(O QUE FAZER):
A) Responda às perguntas seguintes com base no artigo sobre o estacionamento na via pública.
(i) Por meio de que órgão as Câmaras Municipais atuam, e onde recebe aprovação essa atuação?
(ii) Quais são as duas formas de especulação que o texto aponta no estacionamento?
(iii) Que disposição da Constituição da República Portuguesa é citada?
B) Prossiga com o artigo sobre as taxas de estacionamento na via pública a partir do ponto em que termina.

As Câmaras Municipais, através do seu executivo, com a consequente aprovação em Assembleia, arrogam-se detentoras da via pública, onde todo o cidadão tem o direito de circular livremente, bem como, de utilizar os espaços do domínio público, nas mesmas circunstâncias que todos os restantes, independentemente da sua proveniência – circula em Portugal, logo, presume-se a sua autorização de circular neste país, seja ou não cidadão da comunidade europeia.
Com esta ratio, devemos considerar que a população circulante, residente ou não, tem a prerrogativa de usar dos meios ao seu alcance para proceder à respetiva locomoção. E quando utiliza um dos meios instrumentais a motor, essencialmente carro, tem a opção de estacionar na via pública ou em espaços privados. Tem-se constatado, que em ambas as circunstâncias, existe especulação, no primeiro caso, por imposição de taxas, e no segundo, ex vi da exploração de empresas privadas, imbuídas que são do privilégio económico e financeiro. Quanto à última realidade económica, não formalizamos qualquer objeção, sendo que, não vem de encontro ao que procuramos transmitir.
No que concerne à primeira realidade, é igualmente de natureza económica, e não menos que a segunda, apesar da preconizada aplicação de taxas.
Mas estaremos efetivamente na presença de taxas?! Não serão porventura, impostos?!
Ora vejamos:
– Quanto à teoria das taxas, refutá-mo-las, quer no seu aspeto material, quer formal. Se o objetivo da taxa consiste numa compensação, por uma questão de gestão financeira, nunca um município se predisporia a criá-la, sendo que, teoricamente, lhe traria avultados prejuízos, pela já aflorada gestão, envolvimento de recursos humanos e outros, para não falar da concessão a entidades privadas. Sobe substancialmente a medida do paradoxo, quando o setor público entrega a terceiros a cobrança de taxas, como se já não bastasse a exploração parcial do domínio público, consignado no art.º 84.º, n.º 1, al. d), da Constituição da República Portuguesa, doravante designada de CRP.

[Registos de uma recolha de dados]
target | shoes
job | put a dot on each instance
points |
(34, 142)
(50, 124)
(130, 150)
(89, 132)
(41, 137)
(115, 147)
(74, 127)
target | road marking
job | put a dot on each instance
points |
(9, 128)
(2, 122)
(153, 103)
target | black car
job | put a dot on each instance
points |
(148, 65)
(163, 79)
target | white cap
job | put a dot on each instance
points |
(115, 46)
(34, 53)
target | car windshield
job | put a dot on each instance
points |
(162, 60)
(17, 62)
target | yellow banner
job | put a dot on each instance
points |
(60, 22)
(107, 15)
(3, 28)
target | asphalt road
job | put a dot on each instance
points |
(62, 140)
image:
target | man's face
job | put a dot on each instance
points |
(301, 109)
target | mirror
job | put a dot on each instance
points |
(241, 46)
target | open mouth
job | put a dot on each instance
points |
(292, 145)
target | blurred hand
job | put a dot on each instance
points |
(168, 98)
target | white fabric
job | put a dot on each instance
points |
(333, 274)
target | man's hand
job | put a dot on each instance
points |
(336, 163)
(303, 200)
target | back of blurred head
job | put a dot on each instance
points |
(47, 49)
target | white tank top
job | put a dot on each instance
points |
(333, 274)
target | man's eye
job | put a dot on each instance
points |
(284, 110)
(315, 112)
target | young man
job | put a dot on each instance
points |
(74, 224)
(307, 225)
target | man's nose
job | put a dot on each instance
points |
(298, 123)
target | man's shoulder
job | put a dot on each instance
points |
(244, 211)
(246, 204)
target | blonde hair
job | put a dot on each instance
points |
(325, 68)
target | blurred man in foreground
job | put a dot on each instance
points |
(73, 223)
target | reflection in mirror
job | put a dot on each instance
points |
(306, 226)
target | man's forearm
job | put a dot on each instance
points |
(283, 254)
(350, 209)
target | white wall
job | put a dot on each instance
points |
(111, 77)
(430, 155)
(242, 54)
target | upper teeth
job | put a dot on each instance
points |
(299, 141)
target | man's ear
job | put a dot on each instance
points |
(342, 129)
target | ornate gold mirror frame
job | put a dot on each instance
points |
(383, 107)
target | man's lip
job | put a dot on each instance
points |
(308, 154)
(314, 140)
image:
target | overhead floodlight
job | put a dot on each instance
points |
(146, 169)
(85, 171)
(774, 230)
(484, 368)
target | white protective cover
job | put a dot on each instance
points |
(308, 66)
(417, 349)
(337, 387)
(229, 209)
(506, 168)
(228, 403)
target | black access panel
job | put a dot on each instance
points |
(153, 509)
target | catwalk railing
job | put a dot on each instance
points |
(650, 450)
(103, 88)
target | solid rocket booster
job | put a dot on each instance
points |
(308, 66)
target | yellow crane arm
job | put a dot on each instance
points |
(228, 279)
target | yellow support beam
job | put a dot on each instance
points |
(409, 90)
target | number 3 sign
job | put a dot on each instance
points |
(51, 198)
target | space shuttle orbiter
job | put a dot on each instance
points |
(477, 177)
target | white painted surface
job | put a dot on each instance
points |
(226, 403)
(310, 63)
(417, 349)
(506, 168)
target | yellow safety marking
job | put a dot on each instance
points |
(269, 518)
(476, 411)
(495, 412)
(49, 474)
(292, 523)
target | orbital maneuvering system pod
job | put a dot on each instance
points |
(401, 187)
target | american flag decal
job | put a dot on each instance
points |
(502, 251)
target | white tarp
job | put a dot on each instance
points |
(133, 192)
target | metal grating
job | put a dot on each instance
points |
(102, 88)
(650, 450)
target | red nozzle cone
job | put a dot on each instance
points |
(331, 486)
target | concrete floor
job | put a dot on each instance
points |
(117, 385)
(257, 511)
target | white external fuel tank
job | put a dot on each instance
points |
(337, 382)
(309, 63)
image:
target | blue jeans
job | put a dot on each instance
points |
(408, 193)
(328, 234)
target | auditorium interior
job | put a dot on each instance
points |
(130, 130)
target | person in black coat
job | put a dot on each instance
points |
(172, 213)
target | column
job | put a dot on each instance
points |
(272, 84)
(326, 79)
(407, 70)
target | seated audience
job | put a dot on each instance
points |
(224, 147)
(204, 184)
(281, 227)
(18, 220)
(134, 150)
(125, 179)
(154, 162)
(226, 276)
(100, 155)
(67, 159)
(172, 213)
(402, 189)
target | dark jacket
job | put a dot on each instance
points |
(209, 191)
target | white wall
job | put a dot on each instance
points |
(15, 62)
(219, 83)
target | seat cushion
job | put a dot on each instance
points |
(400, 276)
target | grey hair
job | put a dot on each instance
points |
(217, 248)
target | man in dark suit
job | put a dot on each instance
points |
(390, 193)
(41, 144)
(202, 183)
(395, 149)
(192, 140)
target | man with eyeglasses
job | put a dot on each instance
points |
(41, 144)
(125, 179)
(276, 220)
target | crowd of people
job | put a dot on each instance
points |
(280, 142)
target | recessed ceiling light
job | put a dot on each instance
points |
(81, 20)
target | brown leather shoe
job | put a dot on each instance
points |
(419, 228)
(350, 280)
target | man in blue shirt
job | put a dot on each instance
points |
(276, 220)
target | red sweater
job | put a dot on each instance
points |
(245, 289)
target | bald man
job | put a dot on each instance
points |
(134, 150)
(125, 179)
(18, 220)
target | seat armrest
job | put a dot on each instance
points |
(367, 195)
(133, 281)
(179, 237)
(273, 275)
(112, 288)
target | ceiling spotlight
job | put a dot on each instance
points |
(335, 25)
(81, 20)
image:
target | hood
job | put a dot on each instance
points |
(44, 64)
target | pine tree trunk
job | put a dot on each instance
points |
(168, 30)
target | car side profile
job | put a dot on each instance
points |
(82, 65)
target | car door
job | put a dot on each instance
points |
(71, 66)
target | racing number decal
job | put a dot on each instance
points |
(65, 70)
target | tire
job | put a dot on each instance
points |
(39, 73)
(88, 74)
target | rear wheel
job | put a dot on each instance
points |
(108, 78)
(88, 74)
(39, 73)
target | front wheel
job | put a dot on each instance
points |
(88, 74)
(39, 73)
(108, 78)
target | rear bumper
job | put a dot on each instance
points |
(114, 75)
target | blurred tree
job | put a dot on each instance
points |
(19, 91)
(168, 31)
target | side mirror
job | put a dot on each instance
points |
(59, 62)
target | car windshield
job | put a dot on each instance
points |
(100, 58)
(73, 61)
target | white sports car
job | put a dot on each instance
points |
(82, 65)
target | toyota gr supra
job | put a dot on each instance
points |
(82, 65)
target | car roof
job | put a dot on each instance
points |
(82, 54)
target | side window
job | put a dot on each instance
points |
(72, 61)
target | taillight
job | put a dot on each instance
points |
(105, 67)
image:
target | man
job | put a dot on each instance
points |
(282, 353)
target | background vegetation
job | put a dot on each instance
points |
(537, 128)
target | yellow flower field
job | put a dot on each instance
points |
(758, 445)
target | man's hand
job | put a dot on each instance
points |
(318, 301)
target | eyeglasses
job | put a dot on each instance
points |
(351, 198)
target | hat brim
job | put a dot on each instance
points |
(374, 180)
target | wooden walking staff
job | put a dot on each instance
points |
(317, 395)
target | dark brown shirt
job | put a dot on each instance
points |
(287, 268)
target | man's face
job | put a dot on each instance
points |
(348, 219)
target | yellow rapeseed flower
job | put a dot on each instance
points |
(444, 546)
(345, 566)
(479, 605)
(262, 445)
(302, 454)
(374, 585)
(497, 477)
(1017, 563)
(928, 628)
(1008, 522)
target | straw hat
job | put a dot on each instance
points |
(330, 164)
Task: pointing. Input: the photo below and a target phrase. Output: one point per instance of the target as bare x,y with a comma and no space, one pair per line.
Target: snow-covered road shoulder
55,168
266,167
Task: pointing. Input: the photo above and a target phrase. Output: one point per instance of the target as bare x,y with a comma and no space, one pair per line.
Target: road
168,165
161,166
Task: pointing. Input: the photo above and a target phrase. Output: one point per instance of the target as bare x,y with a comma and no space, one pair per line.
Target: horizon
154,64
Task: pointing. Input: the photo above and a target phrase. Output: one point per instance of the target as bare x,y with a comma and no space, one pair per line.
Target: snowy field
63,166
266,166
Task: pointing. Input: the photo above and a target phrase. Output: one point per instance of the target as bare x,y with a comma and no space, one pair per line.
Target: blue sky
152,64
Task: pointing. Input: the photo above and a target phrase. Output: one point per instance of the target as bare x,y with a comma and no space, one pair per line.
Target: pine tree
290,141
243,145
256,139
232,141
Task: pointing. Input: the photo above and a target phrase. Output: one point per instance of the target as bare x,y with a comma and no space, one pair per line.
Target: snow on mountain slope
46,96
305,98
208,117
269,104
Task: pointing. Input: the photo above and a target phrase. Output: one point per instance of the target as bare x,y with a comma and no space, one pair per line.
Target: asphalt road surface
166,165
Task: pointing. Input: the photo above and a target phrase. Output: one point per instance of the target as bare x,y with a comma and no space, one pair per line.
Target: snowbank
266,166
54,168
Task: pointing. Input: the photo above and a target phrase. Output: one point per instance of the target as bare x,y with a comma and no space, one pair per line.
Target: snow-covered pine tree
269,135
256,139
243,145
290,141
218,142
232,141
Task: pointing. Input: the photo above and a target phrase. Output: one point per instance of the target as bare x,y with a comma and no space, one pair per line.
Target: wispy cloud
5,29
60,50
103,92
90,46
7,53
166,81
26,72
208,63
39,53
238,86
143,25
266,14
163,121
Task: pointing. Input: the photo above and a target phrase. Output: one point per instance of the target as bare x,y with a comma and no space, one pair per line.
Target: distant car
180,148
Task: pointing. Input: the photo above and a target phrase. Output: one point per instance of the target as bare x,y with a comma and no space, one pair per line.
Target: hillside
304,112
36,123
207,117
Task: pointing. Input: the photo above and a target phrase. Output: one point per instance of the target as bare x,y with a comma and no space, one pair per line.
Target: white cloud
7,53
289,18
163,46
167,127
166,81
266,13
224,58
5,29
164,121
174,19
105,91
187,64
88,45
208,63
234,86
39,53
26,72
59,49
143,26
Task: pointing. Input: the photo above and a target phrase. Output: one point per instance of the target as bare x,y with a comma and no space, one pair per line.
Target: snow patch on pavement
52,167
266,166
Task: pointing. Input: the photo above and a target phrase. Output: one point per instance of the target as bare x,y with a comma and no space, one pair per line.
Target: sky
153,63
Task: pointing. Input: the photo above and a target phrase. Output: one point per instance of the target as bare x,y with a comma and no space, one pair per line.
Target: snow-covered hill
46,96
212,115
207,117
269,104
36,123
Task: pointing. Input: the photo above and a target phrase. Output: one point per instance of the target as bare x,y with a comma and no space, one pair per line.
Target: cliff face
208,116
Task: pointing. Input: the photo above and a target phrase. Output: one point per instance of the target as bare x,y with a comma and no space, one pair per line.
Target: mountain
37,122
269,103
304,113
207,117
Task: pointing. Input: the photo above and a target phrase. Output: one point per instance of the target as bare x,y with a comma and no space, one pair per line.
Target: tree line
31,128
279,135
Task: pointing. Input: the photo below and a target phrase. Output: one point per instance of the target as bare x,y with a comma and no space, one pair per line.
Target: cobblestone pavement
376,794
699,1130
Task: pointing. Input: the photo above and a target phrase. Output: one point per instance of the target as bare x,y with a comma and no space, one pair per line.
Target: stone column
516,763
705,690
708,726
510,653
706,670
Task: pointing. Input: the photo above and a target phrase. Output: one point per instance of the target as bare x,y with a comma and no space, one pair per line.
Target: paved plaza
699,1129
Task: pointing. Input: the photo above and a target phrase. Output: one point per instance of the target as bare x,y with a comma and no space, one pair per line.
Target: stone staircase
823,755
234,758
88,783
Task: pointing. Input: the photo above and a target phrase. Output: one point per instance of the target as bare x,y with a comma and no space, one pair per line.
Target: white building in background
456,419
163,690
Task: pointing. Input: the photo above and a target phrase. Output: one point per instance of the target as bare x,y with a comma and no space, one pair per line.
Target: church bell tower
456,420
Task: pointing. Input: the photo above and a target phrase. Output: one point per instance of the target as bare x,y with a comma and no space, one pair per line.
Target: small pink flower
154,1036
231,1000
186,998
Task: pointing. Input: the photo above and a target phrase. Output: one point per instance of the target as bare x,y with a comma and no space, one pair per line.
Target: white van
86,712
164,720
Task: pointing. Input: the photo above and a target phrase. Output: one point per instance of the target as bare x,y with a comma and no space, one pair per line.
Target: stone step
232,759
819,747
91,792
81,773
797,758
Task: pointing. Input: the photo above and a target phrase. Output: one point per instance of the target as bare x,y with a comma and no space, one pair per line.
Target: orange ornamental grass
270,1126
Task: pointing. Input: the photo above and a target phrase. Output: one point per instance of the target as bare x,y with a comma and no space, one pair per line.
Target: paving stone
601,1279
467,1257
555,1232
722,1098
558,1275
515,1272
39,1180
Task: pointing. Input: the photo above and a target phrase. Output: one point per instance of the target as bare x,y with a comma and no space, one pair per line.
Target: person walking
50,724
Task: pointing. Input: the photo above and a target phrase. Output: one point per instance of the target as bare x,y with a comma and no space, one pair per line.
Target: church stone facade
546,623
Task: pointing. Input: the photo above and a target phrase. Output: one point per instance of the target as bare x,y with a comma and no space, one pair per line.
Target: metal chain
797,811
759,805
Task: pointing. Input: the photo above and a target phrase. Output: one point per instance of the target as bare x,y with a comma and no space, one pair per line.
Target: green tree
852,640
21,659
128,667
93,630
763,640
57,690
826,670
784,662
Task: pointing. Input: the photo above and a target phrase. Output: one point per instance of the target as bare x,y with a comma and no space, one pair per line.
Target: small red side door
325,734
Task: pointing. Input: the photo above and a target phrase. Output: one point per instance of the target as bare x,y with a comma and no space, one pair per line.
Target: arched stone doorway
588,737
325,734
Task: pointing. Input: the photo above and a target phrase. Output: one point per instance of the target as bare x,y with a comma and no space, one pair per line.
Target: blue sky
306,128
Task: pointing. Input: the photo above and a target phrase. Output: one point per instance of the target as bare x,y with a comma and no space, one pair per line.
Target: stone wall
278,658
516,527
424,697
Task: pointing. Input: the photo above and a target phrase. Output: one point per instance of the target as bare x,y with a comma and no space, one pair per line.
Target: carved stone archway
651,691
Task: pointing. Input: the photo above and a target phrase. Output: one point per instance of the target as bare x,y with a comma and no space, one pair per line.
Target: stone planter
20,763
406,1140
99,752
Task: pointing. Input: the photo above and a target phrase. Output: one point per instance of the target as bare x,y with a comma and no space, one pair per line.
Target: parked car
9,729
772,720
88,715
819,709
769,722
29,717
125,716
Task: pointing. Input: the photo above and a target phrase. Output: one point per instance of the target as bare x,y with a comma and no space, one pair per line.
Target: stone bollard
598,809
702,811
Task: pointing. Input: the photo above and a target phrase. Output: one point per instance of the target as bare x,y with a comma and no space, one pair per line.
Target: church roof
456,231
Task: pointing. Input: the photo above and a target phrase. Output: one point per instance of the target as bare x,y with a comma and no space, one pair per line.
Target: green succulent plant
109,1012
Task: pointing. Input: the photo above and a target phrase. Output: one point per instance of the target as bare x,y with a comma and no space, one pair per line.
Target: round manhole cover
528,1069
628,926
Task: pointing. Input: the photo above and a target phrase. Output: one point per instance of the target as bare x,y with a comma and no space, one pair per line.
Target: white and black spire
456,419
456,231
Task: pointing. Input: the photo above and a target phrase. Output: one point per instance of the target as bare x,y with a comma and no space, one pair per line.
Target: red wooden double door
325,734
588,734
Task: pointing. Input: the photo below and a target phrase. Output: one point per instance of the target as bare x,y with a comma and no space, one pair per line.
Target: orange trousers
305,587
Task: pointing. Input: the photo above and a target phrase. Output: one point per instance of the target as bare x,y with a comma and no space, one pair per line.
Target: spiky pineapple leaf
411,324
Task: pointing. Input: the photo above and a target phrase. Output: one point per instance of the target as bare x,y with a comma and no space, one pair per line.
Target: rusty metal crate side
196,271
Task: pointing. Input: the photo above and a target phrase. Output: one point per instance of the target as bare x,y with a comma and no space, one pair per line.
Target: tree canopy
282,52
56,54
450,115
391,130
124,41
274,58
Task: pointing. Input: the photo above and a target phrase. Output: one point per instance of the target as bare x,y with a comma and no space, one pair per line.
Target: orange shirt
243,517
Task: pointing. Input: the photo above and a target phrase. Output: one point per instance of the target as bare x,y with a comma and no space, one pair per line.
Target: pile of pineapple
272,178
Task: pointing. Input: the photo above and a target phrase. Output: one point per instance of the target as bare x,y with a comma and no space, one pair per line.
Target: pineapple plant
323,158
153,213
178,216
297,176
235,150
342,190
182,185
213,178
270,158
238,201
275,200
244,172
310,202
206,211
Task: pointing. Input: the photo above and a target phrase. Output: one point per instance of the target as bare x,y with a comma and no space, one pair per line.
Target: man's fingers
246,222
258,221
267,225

(RESPOSTAS):
A)
(i) As Câmaras Municipais atuam através do seu executivo, e essa atuação é aprovada em Assembleia.
(ii) No estacionamento na via pública, a especulação dá-se pela imposição de taxas. Nos espaços privados, dá-se pela exploração de empresas privadas.
(iii) É citado o art.º 84.º, n.º 1, al. d), da CRP.

B)
Com toda a rentabilidade que os estacionamentos controlados provocam, os municípios entregam a cobrança a privados de privilégio, homens de poder, satisfazendo assim, as necessidades privadas de eleição. Assim procedendo, o poder local está a ofender o princípio do Estado de direito democrático, ínsito no art.º 2.º da CRP, com a cumplicidade do poder central.
Não obstante, a ofensa a princípios de natureza constitucional não ficaria apenas por aqui. Vamos excluir o princípio unitário do Estado, o princípio da igualdade, o da proporcionalidade e o da oportunidade, para não ferirmos mais detalhadamente os princípios da autonomia das autarquias locais e da descentralização da administração pública.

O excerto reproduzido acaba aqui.